- _Excerpt provided_:
=== Section Start ===
On February 25, 2020, Rep. Ro Khanna introduced legislation in the United States House of Representatives (H. R. 5962) that would add a third gender designation to U.S. passport applications. On June 30, 2021, the State Department announced that they had begun an effort to add a third gender marker on U.S. passports. On October 27, 2021, the very first US X passport was issued to Dana Zzyym. As stated by Lambda Legal, Zzyym's legal representatives in their lawsuit, the X is a "sex/gender" marker, issued to Zzyym because they were able to demonstrate to the courts that they are not male or female in sex, but intersex, and also representing that Zzyym is non-binary in their gender identity.

From April 11, 2022, to the end of the Biden administration, the "X" gender marker was available in passports for all U.S. citizens. No medical documentation was required for the issuance of a passport with an "X" marker and the gender on the applicant's identity documents was not required to match the requested passport gender.
=== Section End ===
Data pulled from a collection:
=== Section Start ===
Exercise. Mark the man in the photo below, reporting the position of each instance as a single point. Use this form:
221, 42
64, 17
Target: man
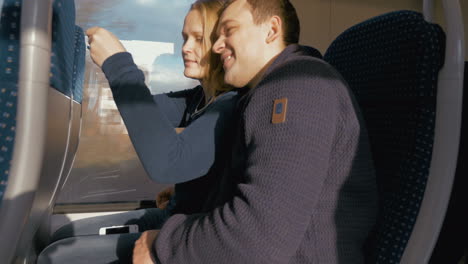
301, 187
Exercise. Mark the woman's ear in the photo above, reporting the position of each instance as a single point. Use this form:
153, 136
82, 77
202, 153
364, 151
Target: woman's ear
275, 29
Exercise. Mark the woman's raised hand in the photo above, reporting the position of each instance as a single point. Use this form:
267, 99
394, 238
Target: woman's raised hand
102, 44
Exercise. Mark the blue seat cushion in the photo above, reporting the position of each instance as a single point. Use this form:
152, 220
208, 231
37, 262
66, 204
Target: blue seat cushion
391, 63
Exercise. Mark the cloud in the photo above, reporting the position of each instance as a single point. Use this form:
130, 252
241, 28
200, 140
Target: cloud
168, 75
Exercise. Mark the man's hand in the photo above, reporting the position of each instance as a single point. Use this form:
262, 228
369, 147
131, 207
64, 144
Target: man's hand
143, 248
102, 44
162, 199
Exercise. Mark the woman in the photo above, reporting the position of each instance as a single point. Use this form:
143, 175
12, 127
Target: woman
178, 136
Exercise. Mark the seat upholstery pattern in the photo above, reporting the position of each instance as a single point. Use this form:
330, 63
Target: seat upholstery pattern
78, 65
391, 63
9, 63
63, 46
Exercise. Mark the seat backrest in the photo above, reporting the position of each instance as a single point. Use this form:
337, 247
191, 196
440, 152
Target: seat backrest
391, 63
9, 65
63, 124
24, 43
49, 115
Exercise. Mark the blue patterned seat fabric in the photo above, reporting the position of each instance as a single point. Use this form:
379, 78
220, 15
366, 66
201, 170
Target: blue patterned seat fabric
9, 56
67, 68
391, 63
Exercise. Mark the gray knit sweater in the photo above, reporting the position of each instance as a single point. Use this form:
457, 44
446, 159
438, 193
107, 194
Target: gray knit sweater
301, 191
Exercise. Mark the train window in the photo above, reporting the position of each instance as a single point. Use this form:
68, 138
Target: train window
106, 167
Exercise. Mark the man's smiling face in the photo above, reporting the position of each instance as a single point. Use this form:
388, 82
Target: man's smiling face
241, 44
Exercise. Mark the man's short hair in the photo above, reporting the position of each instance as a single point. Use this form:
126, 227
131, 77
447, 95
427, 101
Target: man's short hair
264, 9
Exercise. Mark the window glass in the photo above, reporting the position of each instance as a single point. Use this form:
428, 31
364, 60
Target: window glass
106, 167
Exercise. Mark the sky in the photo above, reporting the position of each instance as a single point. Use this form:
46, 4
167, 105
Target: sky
149, 20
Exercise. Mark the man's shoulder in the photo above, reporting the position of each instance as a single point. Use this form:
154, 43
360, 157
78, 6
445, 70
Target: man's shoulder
298, 73
305, 67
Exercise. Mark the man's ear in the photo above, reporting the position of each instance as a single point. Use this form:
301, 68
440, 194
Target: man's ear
275, 29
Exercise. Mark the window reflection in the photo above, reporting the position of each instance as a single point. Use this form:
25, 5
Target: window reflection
106, 167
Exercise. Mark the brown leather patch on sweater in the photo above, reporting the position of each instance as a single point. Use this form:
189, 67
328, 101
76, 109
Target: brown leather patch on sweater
280, 108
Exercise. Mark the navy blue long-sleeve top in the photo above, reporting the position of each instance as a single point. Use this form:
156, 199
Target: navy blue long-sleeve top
189, 157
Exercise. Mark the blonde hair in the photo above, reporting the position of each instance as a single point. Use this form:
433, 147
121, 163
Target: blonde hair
213, 78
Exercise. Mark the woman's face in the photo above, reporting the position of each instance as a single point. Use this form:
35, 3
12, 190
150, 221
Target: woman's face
=== Section End ===
- _Questions to answer_:
(1) Translate this sentence from the passage on the U.S. "X" passport marker into Spanish: "On October 27, 2021, the very first US X passport was issued to Dana Zzyym."
(2) Continue the passage on the U.S. "X" passport marker from the point where it stops.
The listing comes from a separate source.

- _Task-by-task results_:
(1) El 27 de octubre de 2021 se expidió a Dana Zzyym el primer pasaporte estadounidense con la X.

(2)
On January 20, 2025, after his inauguration, President Donald Trump signed an executive order instructing the federal government to recognize "only two genders, male and female," including on federal identity documents. On January 23, 2025, secretary of state Marco Rubio instructed staff to suspend all applications for passports that requested an "X" sex marker or a change to the existing sex marker.

In June 2025, a judge's ruling in Orr v. Trump issued a preliminary injunction for the State Department to begin issuing passports with a requested "X" sex marker. The injunction was stayed by the Supreme Court in November that year. As of June 2026, litigation is still ongoing, with the State Department not issuing "X" passports.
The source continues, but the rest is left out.